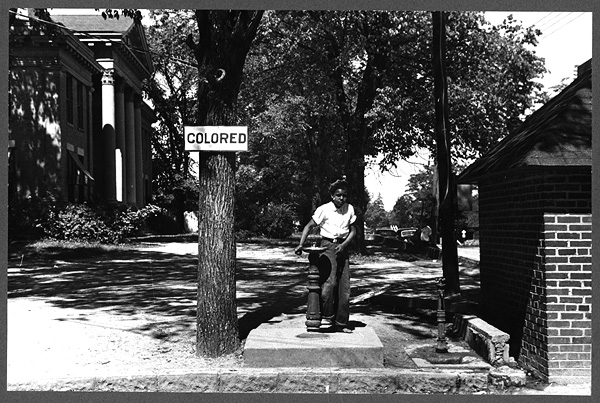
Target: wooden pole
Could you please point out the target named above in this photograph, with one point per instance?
(446, 191)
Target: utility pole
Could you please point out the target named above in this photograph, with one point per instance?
(446, 190)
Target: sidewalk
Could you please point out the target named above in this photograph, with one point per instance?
(125, 321)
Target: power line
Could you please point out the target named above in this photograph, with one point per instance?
(562, 26)
(543, 18)
(85, 34)
(551, 21)
(562, 18)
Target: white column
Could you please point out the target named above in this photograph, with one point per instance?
(120, 129)
(130, 147)
(139, 155)
(108, 134)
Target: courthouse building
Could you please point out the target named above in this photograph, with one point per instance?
(79, 129)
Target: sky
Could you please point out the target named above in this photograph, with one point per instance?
(566, 42)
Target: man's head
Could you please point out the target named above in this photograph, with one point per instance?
(339, 192)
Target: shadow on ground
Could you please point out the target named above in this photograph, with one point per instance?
(129, 281)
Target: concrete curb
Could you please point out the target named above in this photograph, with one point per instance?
(282, 380)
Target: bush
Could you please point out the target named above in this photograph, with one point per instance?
(83, 223)
(27, 218)
(277, 221)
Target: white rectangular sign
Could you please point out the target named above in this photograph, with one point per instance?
(216, 138)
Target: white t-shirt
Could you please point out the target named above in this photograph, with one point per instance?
(334, 223)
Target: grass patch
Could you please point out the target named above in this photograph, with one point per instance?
(63, 249)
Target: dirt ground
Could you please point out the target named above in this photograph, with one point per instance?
(84, 312)
(81, 312)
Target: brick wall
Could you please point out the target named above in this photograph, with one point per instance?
(519, 294)
(557, 336)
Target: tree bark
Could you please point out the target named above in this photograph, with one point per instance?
(223, 44)
(447, 193)
(217, 325)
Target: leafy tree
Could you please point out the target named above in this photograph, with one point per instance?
(374, 68)
(220, 47)
(172, 91)
(296, 143)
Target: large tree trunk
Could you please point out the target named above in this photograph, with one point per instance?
(217, 325)
(223, 43)
(447, 193)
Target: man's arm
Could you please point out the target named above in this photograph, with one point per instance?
(348, 239)
(311, 224)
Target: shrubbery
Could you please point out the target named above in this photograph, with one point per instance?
(277, 221)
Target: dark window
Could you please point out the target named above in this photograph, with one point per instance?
(80, 105)
(69, 98)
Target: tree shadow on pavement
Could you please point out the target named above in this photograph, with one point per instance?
(128, 282)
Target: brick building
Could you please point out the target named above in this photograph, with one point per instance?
(535, 235)
(79, 129)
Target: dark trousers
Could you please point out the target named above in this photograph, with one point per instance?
(334, 280)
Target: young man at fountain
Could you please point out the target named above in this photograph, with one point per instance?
(335, 221)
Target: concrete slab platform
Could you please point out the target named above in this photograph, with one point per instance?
(271, 346)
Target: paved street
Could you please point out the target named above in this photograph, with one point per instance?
(73, 320)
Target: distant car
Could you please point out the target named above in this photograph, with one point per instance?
(407, 233)
(390, 236)
(386, 232)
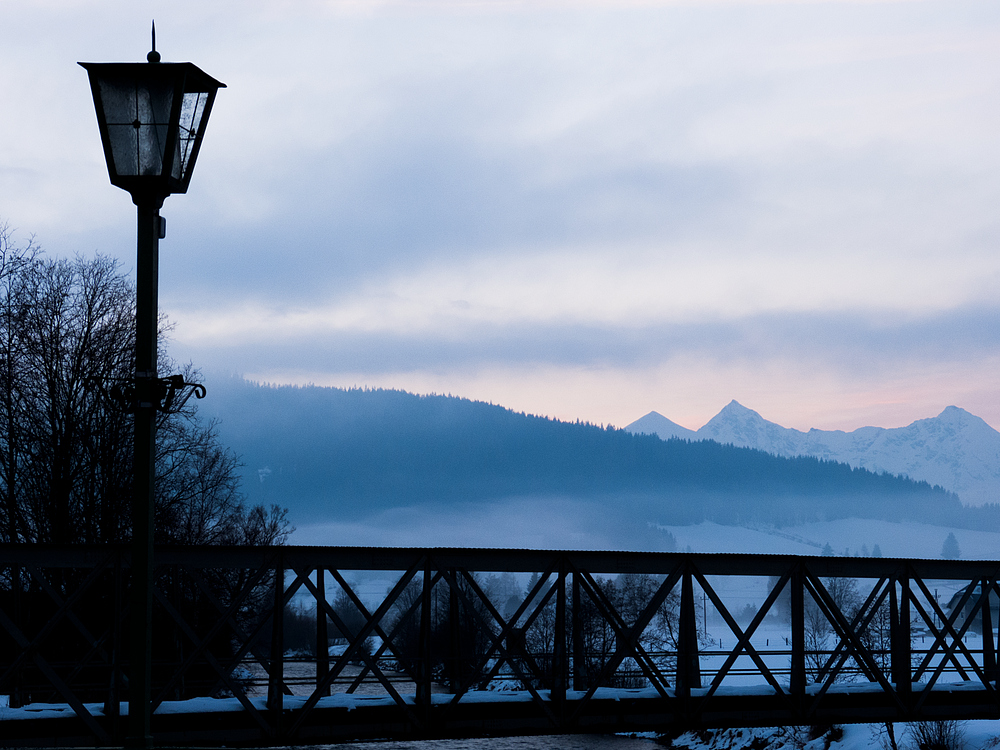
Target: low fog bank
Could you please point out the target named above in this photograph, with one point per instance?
(527, 523)
(546, 523)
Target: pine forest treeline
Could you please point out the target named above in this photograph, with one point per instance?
(345, 452)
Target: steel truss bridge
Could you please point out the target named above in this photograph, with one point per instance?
(298, 645)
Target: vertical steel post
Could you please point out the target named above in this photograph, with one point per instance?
(989, 640)
(143, 470)
(579, 644)
(688, 665)
(797, 678)
(454, 638)
(423, 687)
(322, 637)
(559, 671)
(276, 677)
(899, 635)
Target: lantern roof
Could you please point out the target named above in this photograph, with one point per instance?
(152, 118)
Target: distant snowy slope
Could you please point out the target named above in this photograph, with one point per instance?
(956, 450)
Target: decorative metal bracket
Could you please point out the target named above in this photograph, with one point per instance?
(170, 393)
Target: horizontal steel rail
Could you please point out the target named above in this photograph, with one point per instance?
(292, 645)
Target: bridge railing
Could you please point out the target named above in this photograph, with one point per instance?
(280, 630)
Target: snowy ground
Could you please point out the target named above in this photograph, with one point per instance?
(852, 536)
(971, 735)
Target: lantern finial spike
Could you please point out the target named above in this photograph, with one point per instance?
(153, 55)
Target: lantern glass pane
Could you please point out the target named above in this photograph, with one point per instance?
(137, 116)
(192, 113)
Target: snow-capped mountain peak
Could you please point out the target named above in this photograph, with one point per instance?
(956, 450)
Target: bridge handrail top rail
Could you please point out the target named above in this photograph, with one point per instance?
(498, 560)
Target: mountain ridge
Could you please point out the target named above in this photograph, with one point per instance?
(955, 450)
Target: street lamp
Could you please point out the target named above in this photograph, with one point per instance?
(152, 118)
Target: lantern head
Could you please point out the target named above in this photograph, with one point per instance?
(152, 118)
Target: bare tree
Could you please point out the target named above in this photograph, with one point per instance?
(67, 331)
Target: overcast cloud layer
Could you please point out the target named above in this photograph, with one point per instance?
(586, 210)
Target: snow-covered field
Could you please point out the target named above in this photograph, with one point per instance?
(973, 735)
(852, 536)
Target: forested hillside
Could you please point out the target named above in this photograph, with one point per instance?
(326, 451)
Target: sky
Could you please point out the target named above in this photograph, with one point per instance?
(587, 210)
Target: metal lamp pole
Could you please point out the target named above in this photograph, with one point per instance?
(144, 469)
(152, 118)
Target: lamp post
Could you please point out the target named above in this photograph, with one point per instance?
(152, 118)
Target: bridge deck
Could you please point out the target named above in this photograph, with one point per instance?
(346, 717)
(706, 640)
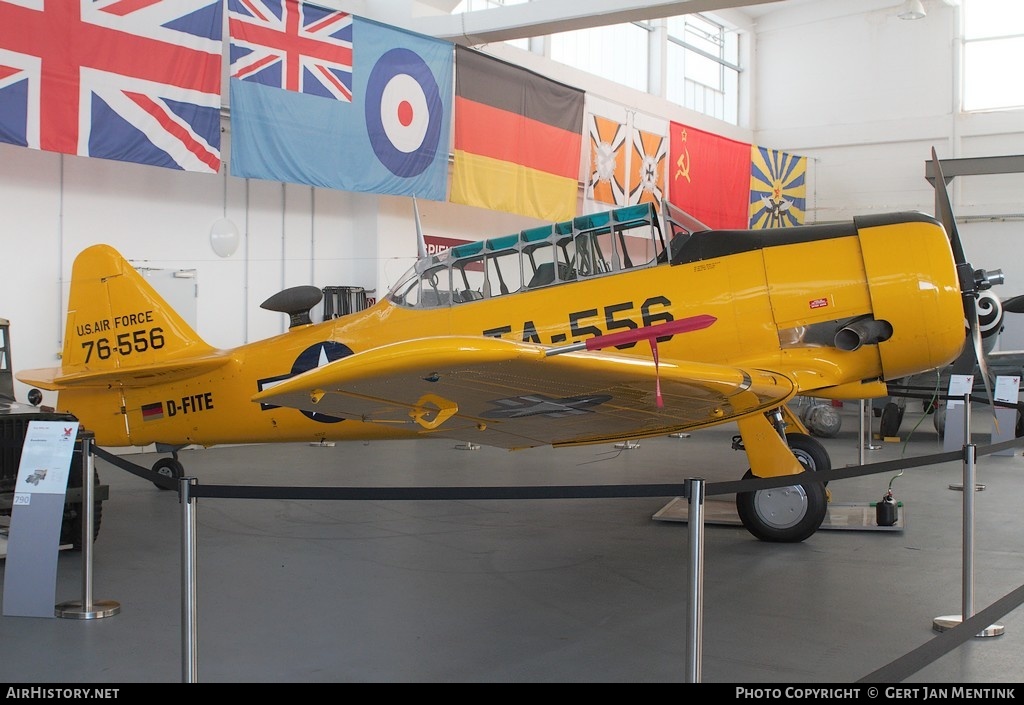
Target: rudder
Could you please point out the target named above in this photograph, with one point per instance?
(116, 319)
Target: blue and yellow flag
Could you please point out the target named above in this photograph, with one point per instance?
(778, 189)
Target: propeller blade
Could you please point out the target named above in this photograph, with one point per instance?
(979, 355)
(945, 211)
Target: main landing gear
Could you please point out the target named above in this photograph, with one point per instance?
(788, 513)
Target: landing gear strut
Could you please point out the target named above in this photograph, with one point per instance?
(169, 467)
(788, 513)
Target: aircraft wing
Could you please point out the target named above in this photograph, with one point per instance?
(515, 395)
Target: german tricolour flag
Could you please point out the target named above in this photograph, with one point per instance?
(517, 139)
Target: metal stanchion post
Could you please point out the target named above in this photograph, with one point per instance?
(189, 660)
(865, 430)
(970, 462)
(694, 616)
(86, 608)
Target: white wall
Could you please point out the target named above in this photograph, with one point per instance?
(863, 94)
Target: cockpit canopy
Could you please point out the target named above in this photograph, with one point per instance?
(588, 246)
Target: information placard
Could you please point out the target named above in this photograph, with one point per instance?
(34, 538)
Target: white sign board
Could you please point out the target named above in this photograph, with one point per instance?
(34, 538)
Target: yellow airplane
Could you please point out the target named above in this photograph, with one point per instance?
(610, 327)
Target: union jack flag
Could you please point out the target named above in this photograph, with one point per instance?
(131, 80)
(293, 45)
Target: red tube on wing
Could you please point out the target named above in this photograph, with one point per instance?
(651, 332)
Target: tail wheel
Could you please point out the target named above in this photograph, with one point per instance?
(792, 513)
(73, 524)
(169, 467)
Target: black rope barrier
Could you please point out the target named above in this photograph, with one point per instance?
(896, 671)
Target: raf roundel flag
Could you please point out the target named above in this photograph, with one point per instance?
(330, 99)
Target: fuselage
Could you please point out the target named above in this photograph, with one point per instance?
(779, 298)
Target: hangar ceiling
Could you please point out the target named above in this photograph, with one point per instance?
(551, 16)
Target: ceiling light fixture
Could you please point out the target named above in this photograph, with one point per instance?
(911, 9)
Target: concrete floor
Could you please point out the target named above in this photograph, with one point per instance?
(538, 590)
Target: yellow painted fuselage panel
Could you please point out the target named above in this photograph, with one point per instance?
(762, 301)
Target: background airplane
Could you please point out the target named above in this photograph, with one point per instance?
(993, 364)
(610, 327)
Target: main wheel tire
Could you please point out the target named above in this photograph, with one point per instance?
(791, 513)
(169, 467)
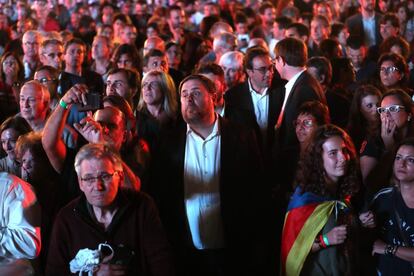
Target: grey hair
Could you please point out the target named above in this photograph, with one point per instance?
(232, 58)
(98, 151)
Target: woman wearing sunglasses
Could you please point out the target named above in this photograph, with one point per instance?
(311, 115)
(396, 124)
(394, 72)
(394, 217)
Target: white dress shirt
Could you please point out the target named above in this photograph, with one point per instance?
(288, 89)
(202, 189)
(19, 221)
(369, 30)
(261, 108)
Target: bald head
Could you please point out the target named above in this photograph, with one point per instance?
(154, 42)
(34, 102)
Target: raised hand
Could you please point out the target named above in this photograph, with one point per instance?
(367, 219)
(337, 235)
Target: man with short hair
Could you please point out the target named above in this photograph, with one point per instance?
(257, 95)
(279, 29)
(211, 228)
(357, 52)
(299, 31)
(157, 60)
(49, 77)
(216, 74)
(123, 82)
(51, 53)
(30, 42)
(176, 19)
(108, 216)
(233, 67)
(365, 24)
(129, 34)
(268, 14)
(291, 56)
(389, 26)
(34, 104)
(319, 30)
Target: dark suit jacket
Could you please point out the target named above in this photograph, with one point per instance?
(242, 194)
(356, 27)
(286, 145)
(239, 97)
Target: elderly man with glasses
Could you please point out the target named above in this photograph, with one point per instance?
(107, 229)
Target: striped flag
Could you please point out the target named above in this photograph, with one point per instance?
(306, 215)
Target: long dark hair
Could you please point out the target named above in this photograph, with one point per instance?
(358, 127)
(311, 172)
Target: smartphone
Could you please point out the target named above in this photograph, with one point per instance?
(93, 102)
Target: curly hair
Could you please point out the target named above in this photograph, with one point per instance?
(311, 174)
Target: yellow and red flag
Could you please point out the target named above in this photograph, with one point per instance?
(306, 215)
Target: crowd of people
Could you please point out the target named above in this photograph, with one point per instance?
(189, 137)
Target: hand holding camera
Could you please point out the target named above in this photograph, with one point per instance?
(86, 100)
(90, 130)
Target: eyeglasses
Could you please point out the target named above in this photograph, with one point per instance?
(408, 159)
(150, 85)
(105, 178)
(10, 63)
(263, 70)
(392, 109)
(389, 70)
(45, 80)
(32, 44)
(305, 123)
(159, 64)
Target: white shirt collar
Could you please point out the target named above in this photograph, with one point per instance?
(251, 89)
(213, 133)
(292, 81)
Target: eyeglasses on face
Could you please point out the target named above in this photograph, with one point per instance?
(307, 123)
(104, 177)
(45, 80)
(150, 85)
(263, 70)
(389, 70)
(391, 109)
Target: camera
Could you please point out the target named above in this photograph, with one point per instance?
(93, 102)
(122, 255)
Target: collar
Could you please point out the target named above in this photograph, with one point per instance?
(85, 210)
(251, 89)
(215, 132)
(292, 81)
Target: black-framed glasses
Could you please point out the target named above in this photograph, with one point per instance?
(307, 123)
(389, 70)
(104, 177)
(263, 70)
(150, 85)
(391, 109)
(46, 80)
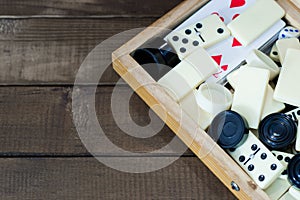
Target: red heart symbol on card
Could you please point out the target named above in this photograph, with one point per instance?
(218, 59)
(236, 43)
(225, 67)
(215, 13)
(237, 3)
(235, 16)
(216, 75)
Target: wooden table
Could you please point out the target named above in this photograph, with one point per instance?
(42, 46)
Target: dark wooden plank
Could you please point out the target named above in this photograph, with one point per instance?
(39, 121)
(50, 51)
(86, 7)
(86, 178)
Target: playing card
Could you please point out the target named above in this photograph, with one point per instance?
(227, 10)
(229, 53)
(232, 53)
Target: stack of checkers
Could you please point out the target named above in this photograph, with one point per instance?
(254, 116)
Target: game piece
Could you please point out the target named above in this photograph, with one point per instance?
(260, 60)
(289, 32)
(255, 21)
(287, 88)
(191, 107)
(297, 145)
(292, 194)
(277, 131)
(214, 98)
(188, 74)
(204, 33)
(294, 114)
(293, 170)
(284, 158)
(281, 184)
(260, 164)
(274, 55)
(249, 96)
(229, 129)
(278, 188)
(224, 9)
(284, 44)
(270, 105)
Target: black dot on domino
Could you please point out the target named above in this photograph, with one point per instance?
(182, 50)
(261, 178)
(263, 156)
(220, 30)
(196, 43)
(188, 31)
(185, 41)
(175, 38)
(293, 171)
(284, 172)
(273, 167)
(199, 25)
(251, 167)
(242, 158)
(254, 147)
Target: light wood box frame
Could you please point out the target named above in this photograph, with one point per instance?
(167, 109)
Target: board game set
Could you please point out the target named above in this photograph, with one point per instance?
(226, 75)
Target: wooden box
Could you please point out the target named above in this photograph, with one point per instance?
(215, 158)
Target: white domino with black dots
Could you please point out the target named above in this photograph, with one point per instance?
(205, 33)
(289, 32)
(261, 165)
(281, 185)
(294, 114)
(284, 158)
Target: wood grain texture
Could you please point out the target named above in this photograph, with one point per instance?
(39, 121)
(86, 178)
(77, 8)
(50, 51)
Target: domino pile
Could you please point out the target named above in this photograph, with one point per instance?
(249, 117)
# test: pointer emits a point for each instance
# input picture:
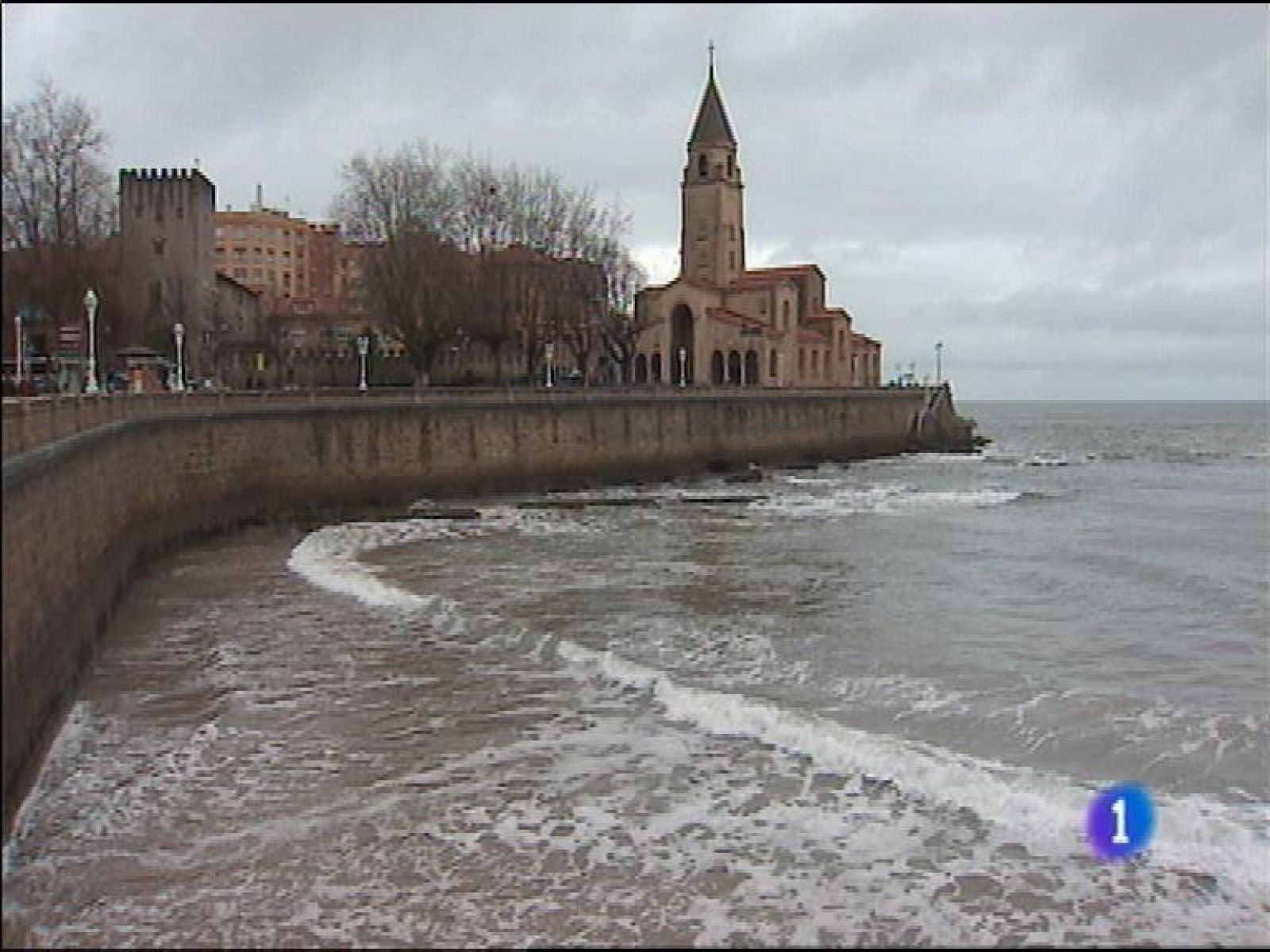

### [Exercise requirements]
Read the listing above, then copy every line that includes the string "eyeglasses".

### [Completed exercise]
Target: eyeglasses
Target: eyeglasses on face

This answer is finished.